# Okunacak Metin
• • • •
Sayfayı Yazdır | Pencereyi Kapat | Resimleri Göster
Açıklama:
Kategori: Köşe Yazarları
Eklenme Tarihi: 26 Temmuz 2016
Geçerli Tarih: 03 Mayıs 2024, 18:08
Site: Görele Sol Platformu
URL: http://www.gorelesol.com/yazar.asp?yaziID=23435
ÇOCUKLARININ
ETİYLE BESLENEN ÜLKE[*]
SİBEL
ÖZBUDUN
“Dağıtalım diyorum,
çocuklar.
Bu kara dumanı
gül alıp satmanın
tamdır zamanı.”[1]
Bir ülke
düşünün… “Dünyada çocuklara ilk resmi bayramı armağan etmek”le övünür… Bu
bayramlarda devlet ricali makamlarını günübirlik çocuklara devreder, kameralara
sırıtan beşuş çehreleriyle… Cami önlerinde satılan ilmihâllerde, devletin resmi
kanallarından yapılan dinî yayınlarda nüfusun çoğunluğunun mensubu olduğu dinin
peygamberinin çocukları ne kadar sevdiğine dair hadislerden dem vurulur
durmaksızın… Artık mülga durumundaki “Millî And”ında, “Yasam küçüklerimi
korumak” diye yemin ettirilegelmiştir kuşaklar boyu yurttaşlarına…
Bitmedi… çocuk
hakları, çocukların korunması vb. ile ilgili ne kadar uluslararası sözleşme,
bildirge, protokol, vb. varsa imzalamıştır…[2]
Ama aynı ülke:
- Eurostat
(Avrupa İstatistik Ofisi) ve Türkiye İstatistik Kurumu 2014 Gelir ve Yaşam
Koşulları Anketi verilerine göre, 0-15 yaş arası çocuklarda şiddetli maddi
yoksunluk araştırmasında Avrupa ülkeleri arasında yüzde 36.2 ile birinci
sıradadır. Bir başka deyişle, ülkede yaşayan 0-15 yaş arasındaki 20 milyonu
aşkın çocuğun 7 milyona yakını, yani her üç çocuktan biri şiddetli maddi
yoksunluk içerisinde sürdürmektedir yaşamını.
• • • •
# Kayıt Listesi
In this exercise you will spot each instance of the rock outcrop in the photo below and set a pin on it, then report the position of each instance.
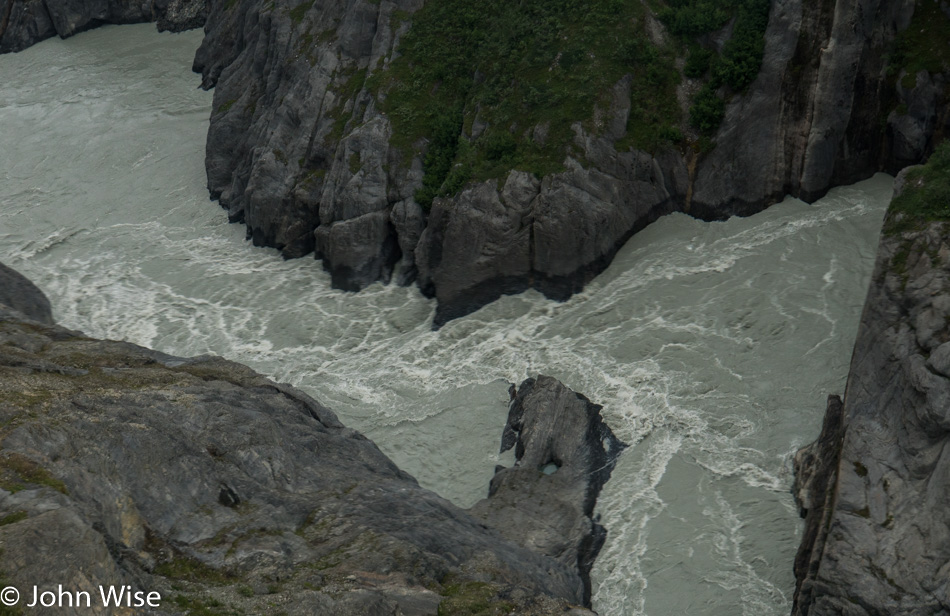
(564, 455)
(26, 22)
(874, 488)
(221, 490)
(300, 152)
(19, 294)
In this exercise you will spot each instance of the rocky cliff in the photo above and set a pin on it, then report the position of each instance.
(303, 151)
(873, 489)
(301, 148)
(229, 493)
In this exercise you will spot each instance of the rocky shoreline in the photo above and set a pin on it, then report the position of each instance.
(203, 481)
(306, 161)
(300, 151)
(873, 488)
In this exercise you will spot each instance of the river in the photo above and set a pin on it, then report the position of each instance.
(711, 346)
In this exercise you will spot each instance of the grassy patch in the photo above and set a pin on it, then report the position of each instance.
(202, 607)
(508, 68)
(926, 196)
(17, 472)
(741, 58)
(300, 11)
(923, 45)
(472, 599)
• • • •
# Gereksinimler
Okunacak metindeki "Eurostat (Avrupa İstatistik Ofisi)" diye başlayan paragrafı, ana bilgilerini koruyarak madde işaretli bir listeye dönüştürür müsünüz? Yalnızca okunacak metne dayanın.

# Tamamlanan Görev
- Kaynak: Eurostat (Avrupa İstatistik Ofisi) ve Türkiye İstatistik Kurumu 2014 Gelir ve Yaşam Koşulları Anketi verileri.
- Ülke, 0-15 yaş arası çocuklarda şiddetli maddi yoksunlukta yüzde 36.2 ile Avrupa ülkeleri arasında birinci sıradadır.
- Ülkedeki 0-15 yaş arası 20 milyonu aşkın çocuğun 7 milyona yakını şiddetli maddi yoksunluk içinde yaşamaktadır.
- Bu, her üç çocuktan birine karşılık gelir.